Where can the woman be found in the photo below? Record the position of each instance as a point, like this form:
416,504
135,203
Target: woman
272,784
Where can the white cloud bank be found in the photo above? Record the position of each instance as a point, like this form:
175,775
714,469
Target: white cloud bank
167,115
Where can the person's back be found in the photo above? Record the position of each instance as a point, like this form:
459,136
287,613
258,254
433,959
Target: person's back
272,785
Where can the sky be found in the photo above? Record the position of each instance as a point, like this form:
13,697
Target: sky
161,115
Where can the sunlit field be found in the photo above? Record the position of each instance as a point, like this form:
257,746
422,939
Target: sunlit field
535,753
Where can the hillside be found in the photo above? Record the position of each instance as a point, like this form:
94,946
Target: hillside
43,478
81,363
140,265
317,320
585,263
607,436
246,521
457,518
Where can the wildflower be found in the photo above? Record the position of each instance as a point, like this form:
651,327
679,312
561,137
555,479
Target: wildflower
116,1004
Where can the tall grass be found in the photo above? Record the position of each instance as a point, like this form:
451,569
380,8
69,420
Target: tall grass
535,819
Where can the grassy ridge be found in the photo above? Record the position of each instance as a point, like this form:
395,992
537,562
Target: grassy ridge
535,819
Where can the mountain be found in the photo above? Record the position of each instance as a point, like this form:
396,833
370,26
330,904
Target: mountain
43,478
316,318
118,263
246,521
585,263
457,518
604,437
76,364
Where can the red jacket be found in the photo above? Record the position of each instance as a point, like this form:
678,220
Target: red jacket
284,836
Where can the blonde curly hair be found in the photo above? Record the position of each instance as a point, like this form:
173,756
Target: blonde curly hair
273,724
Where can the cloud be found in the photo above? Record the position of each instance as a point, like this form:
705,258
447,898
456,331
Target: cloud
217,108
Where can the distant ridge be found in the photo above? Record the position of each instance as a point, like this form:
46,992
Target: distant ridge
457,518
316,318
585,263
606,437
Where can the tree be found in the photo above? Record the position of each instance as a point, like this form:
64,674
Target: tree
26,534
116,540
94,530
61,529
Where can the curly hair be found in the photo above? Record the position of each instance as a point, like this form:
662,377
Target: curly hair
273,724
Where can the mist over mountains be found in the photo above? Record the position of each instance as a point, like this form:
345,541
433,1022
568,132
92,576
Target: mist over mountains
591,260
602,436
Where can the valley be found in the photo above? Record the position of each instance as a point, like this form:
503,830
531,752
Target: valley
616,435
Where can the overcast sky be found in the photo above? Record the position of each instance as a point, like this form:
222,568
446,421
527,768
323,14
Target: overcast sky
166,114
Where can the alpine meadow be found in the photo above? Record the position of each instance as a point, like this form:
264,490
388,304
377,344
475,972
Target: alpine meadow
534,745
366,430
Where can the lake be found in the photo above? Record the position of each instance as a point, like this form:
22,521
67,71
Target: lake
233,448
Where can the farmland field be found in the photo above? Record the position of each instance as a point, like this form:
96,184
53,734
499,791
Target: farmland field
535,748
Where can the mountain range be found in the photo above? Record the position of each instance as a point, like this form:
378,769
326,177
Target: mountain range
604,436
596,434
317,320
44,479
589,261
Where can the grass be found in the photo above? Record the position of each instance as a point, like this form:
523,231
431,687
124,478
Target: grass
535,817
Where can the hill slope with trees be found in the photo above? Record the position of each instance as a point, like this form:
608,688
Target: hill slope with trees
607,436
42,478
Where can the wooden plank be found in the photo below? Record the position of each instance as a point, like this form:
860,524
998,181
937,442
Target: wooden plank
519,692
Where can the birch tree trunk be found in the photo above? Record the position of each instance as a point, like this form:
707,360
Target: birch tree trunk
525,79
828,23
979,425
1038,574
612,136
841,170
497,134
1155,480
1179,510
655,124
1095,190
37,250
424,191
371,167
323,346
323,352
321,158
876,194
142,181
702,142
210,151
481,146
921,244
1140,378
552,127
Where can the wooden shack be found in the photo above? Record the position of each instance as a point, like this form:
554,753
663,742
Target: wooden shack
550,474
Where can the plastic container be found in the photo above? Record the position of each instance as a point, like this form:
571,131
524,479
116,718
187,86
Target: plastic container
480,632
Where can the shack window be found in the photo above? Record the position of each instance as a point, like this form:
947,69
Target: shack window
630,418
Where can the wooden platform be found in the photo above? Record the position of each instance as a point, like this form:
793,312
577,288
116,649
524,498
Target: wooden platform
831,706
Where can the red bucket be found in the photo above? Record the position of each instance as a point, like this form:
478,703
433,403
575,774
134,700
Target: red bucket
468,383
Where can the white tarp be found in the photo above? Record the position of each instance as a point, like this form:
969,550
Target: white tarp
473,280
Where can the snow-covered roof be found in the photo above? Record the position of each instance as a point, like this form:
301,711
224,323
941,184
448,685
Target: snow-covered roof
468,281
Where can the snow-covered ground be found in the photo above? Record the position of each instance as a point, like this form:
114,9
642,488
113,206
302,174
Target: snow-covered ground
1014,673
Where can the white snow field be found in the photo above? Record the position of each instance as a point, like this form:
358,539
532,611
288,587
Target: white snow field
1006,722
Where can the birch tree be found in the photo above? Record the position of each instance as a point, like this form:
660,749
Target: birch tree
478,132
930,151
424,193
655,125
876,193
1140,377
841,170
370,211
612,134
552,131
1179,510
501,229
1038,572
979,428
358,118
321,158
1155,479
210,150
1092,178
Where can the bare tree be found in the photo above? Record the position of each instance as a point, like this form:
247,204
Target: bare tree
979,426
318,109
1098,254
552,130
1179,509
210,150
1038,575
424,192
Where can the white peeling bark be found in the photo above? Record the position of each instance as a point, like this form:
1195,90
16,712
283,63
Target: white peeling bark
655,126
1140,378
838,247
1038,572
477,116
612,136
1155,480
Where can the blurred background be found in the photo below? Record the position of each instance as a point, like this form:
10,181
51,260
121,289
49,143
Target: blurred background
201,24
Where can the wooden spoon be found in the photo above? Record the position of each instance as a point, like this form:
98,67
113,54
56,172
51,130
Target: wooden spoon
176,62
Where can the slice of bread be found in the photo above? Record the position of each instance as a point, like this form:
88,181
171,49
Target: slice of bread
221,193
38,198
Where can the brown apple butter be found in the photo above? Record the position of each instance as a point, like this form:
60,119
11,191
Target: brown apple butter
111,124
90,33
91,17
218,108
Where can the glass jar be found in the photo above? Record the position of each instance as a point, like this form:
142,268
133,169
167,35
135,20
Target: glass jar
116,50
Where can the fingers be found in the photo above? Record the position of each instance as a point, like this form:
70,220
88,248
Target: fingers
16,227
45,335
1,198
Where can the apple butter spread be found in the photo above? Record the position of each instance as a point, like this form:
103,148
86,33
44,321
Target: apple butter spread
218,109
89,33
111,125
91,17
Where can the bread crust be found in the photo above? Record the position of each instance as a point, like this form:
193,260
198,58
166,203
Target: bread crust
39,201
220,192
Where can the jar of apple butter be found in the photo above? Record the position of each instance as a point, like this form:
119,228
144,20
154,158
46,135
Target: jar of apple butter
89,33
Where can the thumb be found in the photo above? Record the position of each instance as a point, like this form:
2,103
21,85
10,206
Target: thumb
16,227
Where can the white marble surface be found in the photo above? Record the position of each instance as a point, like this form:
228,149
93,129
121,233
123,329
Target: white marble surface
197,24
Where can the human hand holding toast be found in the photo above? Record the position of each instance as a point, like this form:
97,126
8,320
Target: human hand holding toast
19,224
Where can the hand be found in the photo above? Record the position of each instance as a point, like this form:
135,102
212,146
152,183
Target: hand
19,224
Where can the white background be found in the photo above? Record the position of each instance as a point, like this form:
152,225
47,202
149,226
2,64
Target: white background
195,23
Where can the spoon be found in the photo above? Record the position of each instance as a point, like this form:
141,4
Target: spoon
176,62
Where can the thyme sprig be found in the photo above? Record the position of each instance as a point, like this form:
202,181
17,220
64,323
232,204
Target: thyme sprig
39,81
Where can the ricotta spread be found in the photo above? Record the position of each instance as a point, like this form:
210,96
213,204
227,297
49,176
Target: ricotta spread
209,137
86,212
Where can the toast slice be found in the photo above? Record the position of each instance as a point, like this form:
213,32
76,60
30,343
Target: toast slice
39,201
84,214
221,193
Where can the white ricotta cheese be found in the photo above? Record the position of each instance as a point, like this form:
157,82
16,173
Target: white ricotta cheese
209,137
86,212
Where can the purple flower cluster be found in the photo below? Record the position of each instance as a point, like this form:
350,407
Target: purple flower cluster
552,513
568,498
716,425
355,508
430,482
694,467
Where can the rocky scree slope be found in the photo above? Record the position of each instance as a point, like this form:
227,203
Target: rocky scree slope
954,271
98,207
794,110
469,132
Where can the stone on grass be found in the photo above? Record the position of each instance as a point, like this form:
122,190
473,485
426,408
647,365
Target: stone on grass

What to do - What lines in the listing above hold the string "stone"? List them.

Response -
Where can the stone on grass be found in the photo above? Record the position of each instance as a point, like this form:
Target: stone on grass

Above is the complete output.